*Short problem*.
Pick up the chicken noodle soup recipe where it stops and keep writing it.

*Passage given*.
* Begin *

Homemade Chicken Noodle Soup
With just a little over 30 minutes you can have a flavorful and hearty meal of homemade chicken noodle soup to warm up on those cold days.
Why this Homemade Chicken Noodle Soup over others?
- I’m not one for bland flavored food so this recipe really packs some flavor
- You can make this one in a little over 30 minutes. Nothing beats a quick meal
- No egg noodles like so many other recipes. I’m not the biggest fan of egg noddles and this recipe uses real noodles like in the soup you use to have as a kid
What to serve with Homemade Chicken Noodle Soup
- Crackers and other toasted forms of bread
- Cornbread is a household favorite around here. Check out my Chipotle Pepper Jack Cornbread to have some cornbread with a kick
- Salad is a great combo with soup like this Chopped Caesar Salad
- Sandwiches is also a fan favorite like a panini
- Roll ups or wraps like these Spinach and Feta Rolls
How long does this soup last?
Refrigerated this soup is good for 3-4 days in an air tight container
Can this soup be frozen?

* End *

[Data records]
* Begin *

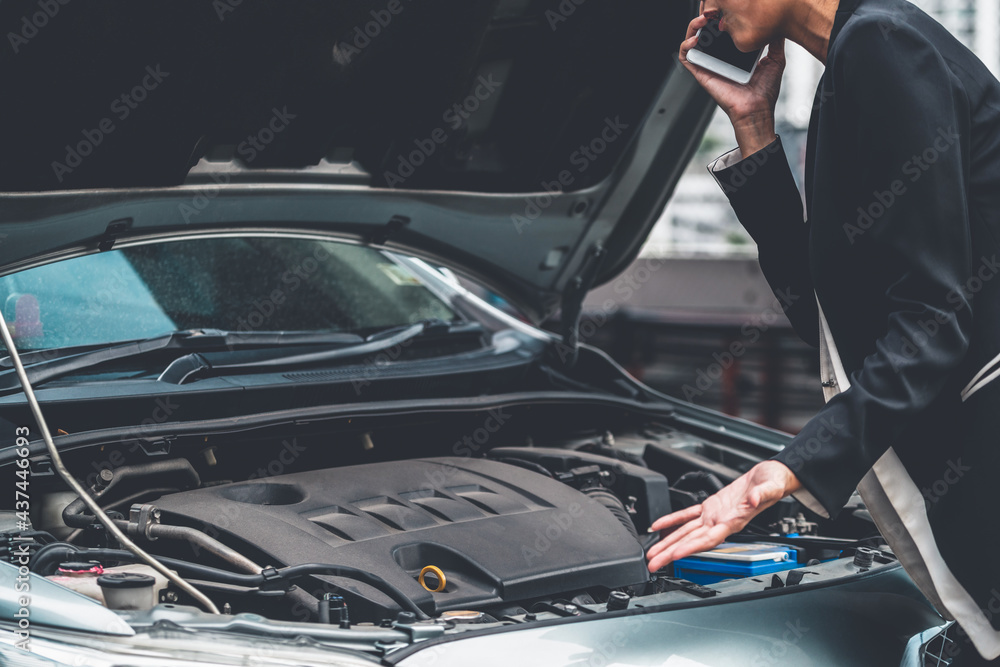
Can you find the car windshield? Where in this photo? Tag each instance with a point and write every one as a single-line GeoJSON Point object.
{"type": "Point", "coordinates": [239, 284]}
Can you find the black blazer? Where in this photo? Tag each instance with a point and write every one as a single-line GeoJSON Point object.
{"type": "Point", "coordinates": [902, 248]}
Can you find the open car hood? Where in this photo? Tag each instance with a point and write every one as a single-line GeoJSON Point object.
{"type": "Point", "coordinates": [530, 144]}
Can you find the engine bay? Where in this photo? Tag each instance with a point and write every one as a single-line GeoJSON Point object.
{"type": "Point", "coordinates": [434, 518]}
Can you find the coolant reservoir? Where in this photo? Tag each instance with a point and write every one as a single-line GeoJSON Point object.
{"type": "Point", "coordinates": [82, 577]}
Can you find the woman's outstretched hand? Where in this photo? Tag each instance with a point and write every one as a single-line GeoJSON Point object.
{"type": "Point", "coordinates": [750, 106]}
{"type": "Point", "coordinates": [707, 525]}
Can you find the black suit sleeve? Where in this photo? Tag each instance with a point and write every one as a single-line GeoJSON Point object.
{"type": "Point", "coordinates": [762, 191]}
{"type": "Point", "coordinates": [900, 106]}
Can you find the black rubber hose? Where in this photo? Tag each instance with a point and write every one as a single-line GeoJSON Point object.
{"type": "Point", "coordinates": [52, 554]}
{"type": "Point", "coordinates": [73, 515]}
{"type": "Point", "coordinates": [713, 482]}
{"type": "Point", "coordinates": [615, 506]}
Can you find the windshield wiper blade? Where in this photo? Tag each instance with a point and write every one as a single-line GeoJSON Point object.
{"type": "Point", "coordinates": [196, 365]}
{"type": "Point", "coordinates": [49, 369]}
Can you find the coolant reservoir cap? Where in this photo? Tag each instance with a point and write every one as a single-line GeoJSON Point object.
{"type": "Point", "coordinates": [126, 580]}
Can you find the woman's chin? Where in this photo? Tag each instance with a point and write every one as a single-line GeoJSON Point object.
{"type": "Point", "coordinates": [744, 45]}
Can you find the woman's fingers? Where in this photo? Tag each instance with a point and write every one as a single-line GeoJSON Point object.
{"type": "Point", "coordinates": [670, 540]}
{"type": "Point", "coordinates": [676, 518]}
{"type": "Point", "coordinates": [696, 24]}
{"type": "Point", "coordinates": [703, 539]}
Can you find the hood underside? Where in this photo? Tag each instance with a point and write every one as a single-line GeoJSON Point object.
{"type": "Point", "coordinates": [459, 106]}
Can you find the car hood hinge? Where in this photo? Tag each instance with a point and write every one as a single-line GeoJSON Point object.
{"type": "Point", "coordinates": [572, 304]}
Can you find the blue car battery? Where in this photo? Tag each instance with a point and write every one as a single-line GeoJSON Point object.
{"type": "Point", "coordinates": [732, 560]}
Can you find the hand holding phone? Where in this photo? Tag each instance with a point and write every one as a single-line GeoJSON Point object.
{"type": "Point", "coordinates": [750, 106]}
{"type": "Point", "coordinates": [716, 52]}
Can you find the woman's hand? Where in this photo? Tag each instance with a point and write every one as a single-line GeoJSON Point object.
{"type": "Point", "coordinates": [750, 106]}
{"type": "Point", "coordinates": [705, 526]}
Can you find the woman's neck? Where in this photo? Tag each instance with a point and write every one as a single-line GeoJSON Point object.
{"type": "Point", "coordinates": [809, 25]}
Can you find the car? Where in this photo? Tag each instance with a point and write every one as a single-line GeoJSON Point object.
{"type": "Point", "coordinates": [276, 390]}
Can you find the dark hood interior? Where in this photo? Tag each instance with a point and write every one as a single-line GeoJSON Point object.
{"type": "Point", "coordinates": [564, 67]}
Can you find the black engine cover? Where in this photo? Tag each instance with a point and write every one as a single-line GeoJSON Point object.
{"type": "Point", "coordinates": [499, 532]}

* End *

*The answer*.
This homemade chicken noodle soup is perfect for making ahead of time or even doubling the recipe and freezing for later. You would do all the steps until adding the noodles and leave the noddles out before freezing
Let the soup completely cool and seal in an air tight container and freeze. When it’s time to defrost take out of the freezer and refrigerate over night. Heat on the stove and add some cooked noddles to the soup and serve.
Ingredients for Homemade Chicken Noodle Soup
- Shredded Chicken– Rotissere chickens are great for this soup. Or you can cook your own chicken and shred it yourself like this Cilantro Lime Beer Can Chicken
- Sweet Onion– I prefer sweet onions over any other time. Just be sure and chop it in small pieces
- Celery– about half a stock of celery for this recipe. Chop thin so it cooks faster
- Matchstick Carrots– I love using matchstick carrots when I can. Plus they cook fast too.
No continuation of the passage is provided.